§ TEXT SHOWN
= Beginning of Section =

Cancer survivors’ guide to car buying

Purple sports car.

I assure you that this is not my new car.

If you’ve been following my blog over the past few weeks, you know that I’ve had a lot of time on my hands. There was the extended couch time, followed by the computer’s repair, and then a week of not having to cook. In order to fill that free time, I bought a new car.

Why would someone with cancer buy a new car, you ask? Well, I wasn’t sure myself. I’ve considered how many novels I’ll get to read before I die and how many new clothes I’ll purchase, but I figured a new car was not in the offing. J. seems to think I’ll be around for a while so she encouraged the splurge. Guess whose cup is half full?

I should be able to manage without a car, but I use the excuse (reality?) of chronic exhaustion not to. Calgary isn’t New York City or Toronto and public transit is not easy or quick. I’d use transit more if it were, and I know I’d be saving the earth if I did.

= End of Section =

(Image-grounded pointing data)
= Beginning of Section =

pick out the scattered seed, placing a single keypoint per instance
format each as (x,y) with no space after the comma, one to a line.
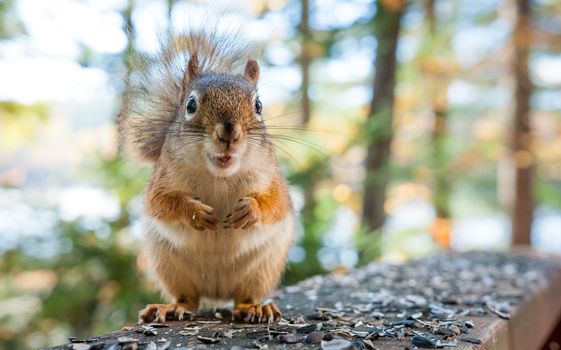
(336,344)
(208,340)
(289,339)
(314,338)
(310,328)
(471,340)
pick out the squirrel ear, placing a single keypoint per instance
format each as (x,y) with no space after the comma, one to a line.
(193,69)
(251,71)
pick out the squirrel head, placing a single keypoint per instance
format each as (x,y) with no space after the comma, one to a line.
(219,123)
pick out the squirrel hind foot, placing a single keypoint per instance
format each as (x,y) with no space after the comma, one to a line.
(165,312)
(257,313)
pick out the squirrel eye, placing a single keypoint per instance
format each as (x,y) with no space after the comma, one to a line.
(191,105)
(258,106)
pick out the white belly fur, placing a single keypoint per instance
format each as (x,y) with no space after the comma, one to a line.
(216,262)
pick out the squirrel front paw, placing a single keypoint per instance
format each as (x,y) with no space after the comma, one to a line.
(201,216)
(246,214)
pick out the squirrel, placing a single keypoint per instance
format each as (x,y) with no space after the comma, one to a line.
(218,219)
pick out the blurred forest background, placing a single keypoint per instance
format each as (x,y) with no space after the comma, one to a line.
(432,124)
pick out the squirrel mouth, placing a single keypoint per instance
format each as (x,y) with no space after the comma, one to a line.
(223,161)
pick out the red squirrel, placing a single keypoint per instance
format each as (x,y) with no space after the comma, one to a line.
(218,217)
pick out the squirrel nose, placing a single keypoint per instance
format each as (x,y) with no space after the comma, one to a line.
(228,131)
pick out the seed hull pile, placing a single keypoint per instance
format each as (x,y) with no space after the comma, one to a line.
(436,302)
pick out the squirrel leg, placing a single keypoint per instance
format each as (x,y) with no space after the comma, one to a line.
(248,310)
(182,310)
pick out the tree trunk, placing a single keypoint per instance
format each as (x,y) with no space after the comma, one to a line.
(522,206)
(387,25)
(441,228)
(305,60)
(127,60)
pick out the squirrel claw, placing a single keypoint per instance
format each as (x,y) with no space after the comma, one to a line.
(164,312)
(245,214)
(201,217)
(257,313)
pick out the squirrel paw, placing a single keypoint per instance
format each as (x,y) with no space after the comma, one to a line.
(257,313)
(246,214)
(201,217)
(164,312)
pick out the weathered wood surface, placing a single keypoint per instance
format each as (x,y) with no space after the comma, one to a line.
(512,300)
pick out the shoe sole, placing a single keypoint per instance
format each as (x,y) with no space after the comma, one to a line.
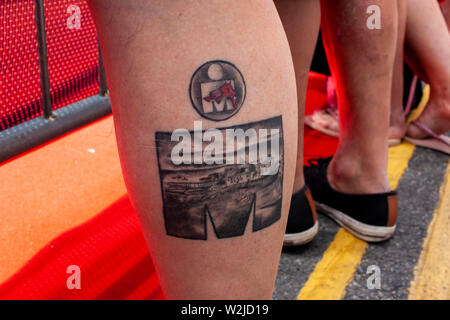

= End of Section =

Pick up the car-buying post after cancer where it stops and write what comes next.

Instead, J. and I took my elderly car to the dealership, and bought a perky, fuel-efficient new car straight from the showroom. J. negotiated a great deal for me. (I know, all the hard tasks are hers. She has been cursed with unlimited domains of competence.)

Mike from Cars movie new yellow car, with two characters hanging out of it.

This is Mike’s new car, not mine.

Before we left, the finance fellow tried to sell me an extended warranty, but I nixed that idea pretty quickly. “I have leukemia,” I told him, “so I don’t know I’ll outlive the current warranty.” Yes, I pulled the leukemia card to shut him down. He was so flummoxed that he failed to mention I can purchase this extension right up to the expiry date of my current warranty. I plan to be alive and well then, so I may reconsider at that time.

In the meantime, J., who had much less time on her hands–she is our primary breadwinner, after all–sold my old car. A nice young fellow will hopefully get many more healthy and happy years out of her. She’s been a good car, a reliable and handy car, but I think it’s time for someone else to assume her care. Keeping my own body in one piece is work enough; I can no longer manage an aging car as well.

There’s only one problem with the new car: I’m terrified to park her. Shopping carts and car doors were inexplicably drawn to my last car, rendering a mashup of spots and dings on her once-pristine body. My new baby’s virgin black body will never get her first ding. As a bonus, I will likely lose weight from parking at the farthest end of every lot.

Front corner of black car with big red bow around it.

Could I handle a car like this? Maybe.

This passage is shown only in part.